-- The task --
Using the entries that follow, collect the lines where the word "below" appears.
START Records for this exercise
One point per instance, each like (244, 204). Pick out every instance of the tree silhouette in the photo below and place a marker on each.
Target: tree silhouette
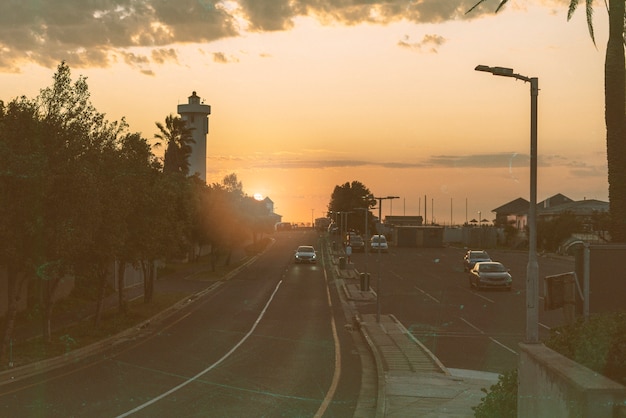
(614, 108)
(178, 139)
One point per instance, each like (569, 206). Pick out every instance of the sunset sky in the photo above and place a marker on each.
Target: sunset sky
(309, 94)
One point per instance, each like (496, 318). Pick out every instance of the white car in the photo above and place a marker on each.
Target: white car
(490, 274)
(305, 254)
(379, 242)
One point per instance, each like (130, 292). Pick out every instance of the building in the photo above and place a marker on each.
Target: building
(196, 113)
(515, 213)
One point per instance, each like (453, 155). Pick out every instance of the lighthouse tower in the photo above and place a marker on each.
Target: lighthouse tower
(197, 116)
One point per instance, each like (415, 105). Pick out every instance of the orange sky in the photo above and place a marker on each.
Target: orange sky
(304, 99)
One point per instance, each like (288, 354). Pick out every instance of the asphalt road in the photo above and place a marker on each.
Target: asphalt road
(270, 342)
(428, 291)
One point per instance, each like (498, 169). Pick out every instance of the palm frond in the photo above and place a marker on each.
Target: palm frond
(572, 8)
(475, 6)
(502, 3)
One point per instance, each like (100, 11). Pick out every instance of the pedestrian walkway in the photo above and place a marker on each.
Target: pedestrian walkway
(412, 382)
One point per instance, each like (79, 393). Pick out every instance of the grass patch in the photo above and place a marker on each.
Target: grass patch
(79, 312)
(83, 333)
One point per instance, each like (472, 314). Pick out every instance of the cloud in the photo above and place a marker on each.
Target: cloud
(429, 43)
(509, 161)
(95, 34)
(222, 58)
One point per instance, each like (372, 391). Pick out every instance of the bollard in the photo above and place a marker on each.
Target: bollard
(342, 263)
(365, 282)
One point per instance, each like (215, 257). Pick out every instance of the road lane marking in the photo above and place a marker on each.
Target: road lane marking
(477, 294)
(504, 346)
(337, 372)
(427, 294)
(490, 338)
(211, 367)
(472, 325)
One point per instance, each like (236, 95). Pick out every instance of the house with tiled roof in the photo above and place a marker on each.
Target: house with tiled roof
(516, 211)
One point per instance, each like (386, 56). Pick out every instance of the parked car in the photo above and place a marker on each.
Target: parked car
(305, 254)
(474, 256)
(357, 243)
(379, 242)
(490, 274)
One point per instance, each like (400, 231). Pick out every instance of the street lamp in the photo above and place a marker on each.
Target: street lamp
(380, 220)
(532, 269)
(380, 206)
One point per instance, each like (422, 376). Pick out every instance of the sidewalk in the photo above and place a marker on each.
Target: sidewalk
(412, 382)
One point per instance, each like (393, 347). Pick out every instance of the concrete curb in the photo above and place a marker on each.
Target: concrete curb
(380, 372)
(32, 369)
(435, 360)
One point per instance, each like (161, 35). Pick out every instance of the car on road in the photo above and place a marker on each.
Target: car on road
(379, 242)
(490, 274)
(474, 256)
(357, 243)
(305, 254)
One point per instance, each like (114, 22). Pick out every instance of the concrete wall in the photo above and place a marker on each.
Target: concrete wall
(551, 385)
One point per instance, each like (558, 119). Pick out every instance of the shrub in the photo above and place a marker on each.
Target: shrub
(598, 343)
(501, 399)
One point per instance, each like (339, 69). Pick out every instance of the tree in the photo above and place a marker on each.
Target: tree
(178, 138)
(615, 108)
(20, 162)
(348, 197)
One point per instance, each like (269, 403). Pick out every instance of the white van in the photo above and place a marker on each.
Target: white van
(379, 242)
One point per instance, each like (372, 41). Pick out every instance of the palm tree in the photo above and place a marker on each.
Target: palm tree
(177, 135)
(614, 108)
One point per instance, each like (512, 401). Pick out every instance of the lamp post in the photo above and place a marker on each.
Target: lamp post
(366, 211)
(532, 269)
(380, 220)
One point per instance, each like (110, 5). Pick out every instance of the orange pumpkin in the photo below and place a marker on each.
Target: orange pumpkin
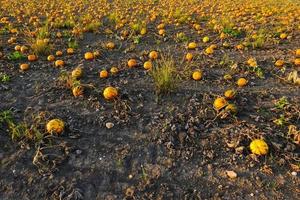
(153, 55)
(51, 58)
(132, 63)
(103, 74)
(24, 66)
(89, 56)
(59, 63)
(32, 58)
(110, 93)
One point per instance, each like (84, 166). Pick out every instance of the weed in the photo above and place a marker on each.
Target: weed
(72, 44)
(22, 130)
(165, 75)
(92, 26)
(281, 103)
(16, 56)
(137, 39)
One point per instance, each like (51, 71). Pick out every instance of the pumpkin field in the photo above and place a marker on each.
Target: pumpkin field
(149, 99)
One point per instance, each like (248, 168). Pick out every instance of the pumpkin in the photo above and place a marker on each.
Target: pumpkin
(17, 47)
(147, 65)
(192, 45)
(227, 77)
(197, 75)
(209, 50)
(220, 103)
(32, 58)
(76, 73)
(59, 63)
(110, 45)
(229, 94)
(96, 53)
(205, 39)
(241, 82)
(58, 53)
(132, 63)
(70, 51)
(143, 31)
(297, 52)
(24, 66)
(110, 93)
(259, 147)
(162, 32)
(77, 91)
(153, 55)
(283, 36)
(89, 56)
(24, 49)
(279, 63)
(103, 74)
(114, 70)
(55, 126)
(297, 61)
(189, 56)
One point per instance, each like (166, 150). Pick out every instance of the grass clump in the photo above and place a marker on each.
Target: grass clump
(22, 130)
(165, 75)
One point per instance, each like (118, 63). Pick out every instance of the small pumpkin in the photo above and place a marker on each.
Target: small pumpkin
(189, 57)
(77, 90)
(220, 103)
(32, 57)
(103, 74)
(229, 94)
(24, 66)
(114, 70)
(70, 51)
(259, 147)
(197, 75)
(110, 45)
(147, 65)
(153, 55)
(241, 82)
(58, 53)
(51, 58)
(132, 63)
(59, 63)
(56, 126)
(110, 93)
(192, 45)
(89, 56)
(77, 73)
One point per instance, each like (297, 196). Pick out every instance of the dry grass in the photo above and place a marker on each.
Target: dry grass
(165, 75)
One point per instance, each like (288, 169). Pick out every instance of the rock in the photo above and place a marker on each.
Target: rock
END Records for this exercise
-- Your response --
One point per instance, each like (244, 204). Pick out every instance of the tree silhouette in the photo below and place a marker on each.
One point per instance, each like (110, 5). Pick out every instance of the orange pumpkin in the photo below and place a marker on each.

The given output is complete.